Exercise
An exact reproduction of the data below is the required answer.

──────── Record extracts ────────

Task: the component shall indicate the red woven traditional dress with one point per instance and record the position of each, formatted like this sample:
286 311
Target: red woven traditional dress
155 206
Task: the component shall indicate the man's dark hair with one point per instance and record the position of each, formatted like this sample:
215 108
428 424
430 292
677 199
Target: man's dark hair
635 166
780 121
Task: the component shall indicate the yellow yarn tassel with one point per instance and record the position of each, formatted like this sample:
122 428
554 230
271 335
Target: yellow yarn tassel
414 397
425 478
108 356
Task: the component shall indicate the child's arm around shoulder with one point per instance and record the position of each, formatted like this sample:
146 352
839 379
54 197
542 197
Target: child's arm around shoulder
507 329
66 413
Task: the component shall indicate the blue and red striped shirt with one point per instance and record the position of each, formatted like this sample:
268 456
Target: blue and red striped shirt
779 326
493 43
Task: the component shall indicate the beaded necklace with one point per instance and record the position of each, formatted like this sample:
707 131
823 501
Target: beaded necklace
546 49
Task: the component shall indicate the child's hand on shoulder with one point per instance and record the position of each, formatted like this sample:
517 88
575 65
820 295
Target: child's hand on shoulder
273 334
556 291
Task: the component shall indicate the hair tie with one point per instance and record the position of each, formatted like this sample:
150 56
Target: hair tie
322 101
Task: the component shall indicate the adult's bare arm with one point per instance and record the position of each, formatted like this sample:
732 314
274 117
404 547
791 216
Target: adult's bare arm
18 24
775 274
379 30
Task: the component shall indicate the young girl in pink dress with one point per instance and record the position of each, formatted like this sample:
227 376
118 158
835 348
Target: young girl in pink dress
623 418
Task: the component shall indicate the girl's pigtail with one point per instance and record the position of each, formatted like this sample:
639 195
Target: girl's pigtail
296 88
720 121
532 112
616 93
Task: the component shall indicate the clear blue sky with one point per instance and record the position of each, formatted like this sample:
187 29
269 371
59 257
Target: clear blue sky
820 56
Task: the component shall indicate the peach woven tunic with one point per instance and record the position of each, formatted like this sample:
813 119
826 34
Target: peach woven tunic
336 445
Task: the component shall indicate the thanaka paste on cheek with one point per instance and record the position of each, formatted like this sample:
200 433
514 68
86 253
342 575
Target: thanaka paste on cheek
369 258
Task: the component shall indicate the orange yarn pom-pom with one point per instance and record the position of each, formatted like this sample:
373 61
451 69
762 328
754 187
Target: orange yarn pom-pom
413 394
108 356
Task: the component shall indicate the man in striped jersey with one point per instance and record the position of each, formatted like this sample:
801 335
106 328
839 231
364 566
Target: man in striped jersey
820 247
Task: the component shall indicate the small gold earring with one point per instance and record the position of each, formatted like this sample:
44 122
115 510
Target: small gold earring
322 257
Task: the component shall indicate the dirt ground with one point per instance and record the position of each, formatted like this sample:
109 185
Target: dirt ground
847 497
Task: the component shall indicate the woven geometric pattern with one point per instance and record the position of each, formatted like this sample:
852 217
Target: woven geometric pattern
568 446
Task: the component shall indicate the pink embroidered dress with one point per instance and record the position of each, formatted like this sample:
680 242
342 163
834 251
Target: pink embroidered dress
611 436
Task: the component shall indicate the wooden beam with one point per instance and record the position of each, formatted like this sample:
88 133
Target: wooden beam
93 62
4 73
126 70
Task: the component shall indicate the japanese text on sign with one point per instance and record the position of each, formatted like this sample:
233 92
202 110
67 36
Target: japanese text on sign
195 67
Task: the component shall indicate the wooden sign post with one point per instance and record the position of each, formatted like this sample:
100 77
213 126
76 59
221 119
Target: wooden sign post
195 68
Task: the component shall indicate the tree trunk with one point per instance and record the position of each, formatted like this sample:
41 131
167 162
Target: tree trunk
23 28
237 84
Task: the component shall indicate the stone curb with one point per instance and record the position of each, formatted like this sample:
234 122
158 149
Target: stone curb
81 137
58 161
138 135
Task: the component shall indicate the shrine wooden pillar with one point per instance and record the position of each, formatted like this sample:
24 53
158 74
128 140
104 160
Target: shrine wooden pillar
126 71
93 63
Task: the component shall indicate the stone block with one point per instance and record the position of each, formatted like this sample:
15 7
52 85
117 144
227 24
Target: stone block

────────

Task result
Task: the component shall indicate the red woven traditional dress with one point per instance and record the position of each, formatted like this sample:
286 311
Target: red woven traditional dress
155 206
Task: the component shall indicate the man's dark hair with one point per instance and record the position of each, formatted like this sample:
215 108
428 424
430 292
677 199
Target: man's dark hair
635 166
780 121
Task: the component shall indicate the yellow yarn tassel with one point per instance and record the position of each, formatted like this sample:
122 428
554 230
271 335
Target: yellow yarn tassel
414 397
425 478
108 356
Task: the component shall indicate the child's arm around shoulder with one point per instance and record the position of each, formatted like this sample:
146 352
839 379
54 197
542 197
Target: child's arm around shoulder
507 329
66 413
Task: the component shall indicate the blue and red striped shirt with one point per instance and record the position of each, formatted like this sample:
268 456
Target: blue and red striped shirt
779 326
493 43
Task: the component shall indicate the beaded necklace with one point per instance and record the position of each, formatted like this sample:
707 131
823 501
Target: beaded necklace
546 49
Task: the component shall indicate the child's hand on shoulder with one point per instance and record the position of each, formatted like this sample:
517 88
575 65
820 295
Target: child's hand on shoulder
273 334
556 291
Task: the component shall indicate the hair tie with one point per instance and record the position of each, formatted like this sample:
150 56
Target: hair tie
322 101
Task: the component shall indicate the adult's bare arm with one point per instance and record the position of each, formatted like this sample:
732 314
274 117
404 547
791 216
Target: adult's bare arm
18 24
775 274
379 30
Task: the component shall indicate the young girl in pink dress with one point per instance and record the position of each, formatted like this sample:
227 376
118 158
835 348
Target: young girl in pink dress
623 418
Task: the component shall indicate the girl's pigtail with one point per instance and record the position of each, formatted like this sample:
639 195
Target: girl's pigtail
296 88
720 121
532 112
616 93
Task: the component shall indicate the clear blue sky with one point per instance and record the position of each, formatted like this sample:
187 29
269 371
59 257
Target: clear blue sky
820 56
Task: the component shall indicate the peach woven tunic with one point per instance and record the position of each, formatted like this sample:
813 119
826 34
Target: peach woven tunic
336 445
Task: the component shall indicate the thanaka paste on cheek with one point per instance and record the position of each, formatted like this sample:
200 433
514 68
86 253
342 575
Target: thanaka paste on cheek
369 258
Task: the component shall indicate the orange yarn pom-pom with one point per instance and record the position of each, formatted like this sample:
373 61
451 69
762 328
754 187
Target: orange yarn pom-pom
413 394
108 356
Task: the component shall indicate the man in striped jersey with one point per instance and record the position of each, formatted like this sample:
801 335
106 328
839 231
364 566
Target: man in striped jersey
820 247
Task: the component shall indicate the small gold earring with one point per instance and record the position of each, formatted like this sample:
44 122
115 510
Target: small gold earring
322 257
Task: the component shall indicate the dirt ground with one point per instance and record the position of each, formatted like this sample:
109 185
Target: dirt ground
847 497
Task: the component shall indicate the woven geometric pattern with one point per instance and record the position of each, formatted like this sample:
852 217
Target: woven geometric pattern
568 446
Task: the component shall indicate the pink embroidered dress with one point per instance and record the position of each, formatted like this sample:
680 242
342 163
834 251
Target: pink embroidered dress
611 436
Task: the component shall indicate the wooden beam with one point per instance and record the position of each, formatted like this sample:
88 133
Target: wooden beam
93 62
4 73
126 70
Task: the component shall indicate the japanese text on sign with one point per instance and record the position of each, formatted like this sample:
233 92
202 110
67 36
Target: japanese text on sign
195 67
Task: the component shall indicate the wooden sign post with one point per instance and record the position of each, formatted like this sample:
100 77
213 126
76 59
221 119
Target: wooden sign post
195 68
Task: the component shall indicate the tree trunk with one point per instance and record the position of each, formatted like this sample:
41 131
167 162
Target: tree trunk
23 28
237 84
Task: the component shall indicate the stone curb with one point per instance and record the position of each, formatted like this sample:
234 122
158 149
Target: stone curb
81 137
58 161
138 135
Task: the component shall indicate the shrine wooden pillar with one point per instance and record the position of each, formatted like this sample:
24 53
158 74
128 140
104 160
Target: shrine wooden pillar
126 71
93 63
Task: the component shall indicate the stone block with one point per instance and record the position of each, formatted like this sample:
15 7
52 85
117 144
227 24
Target: stone block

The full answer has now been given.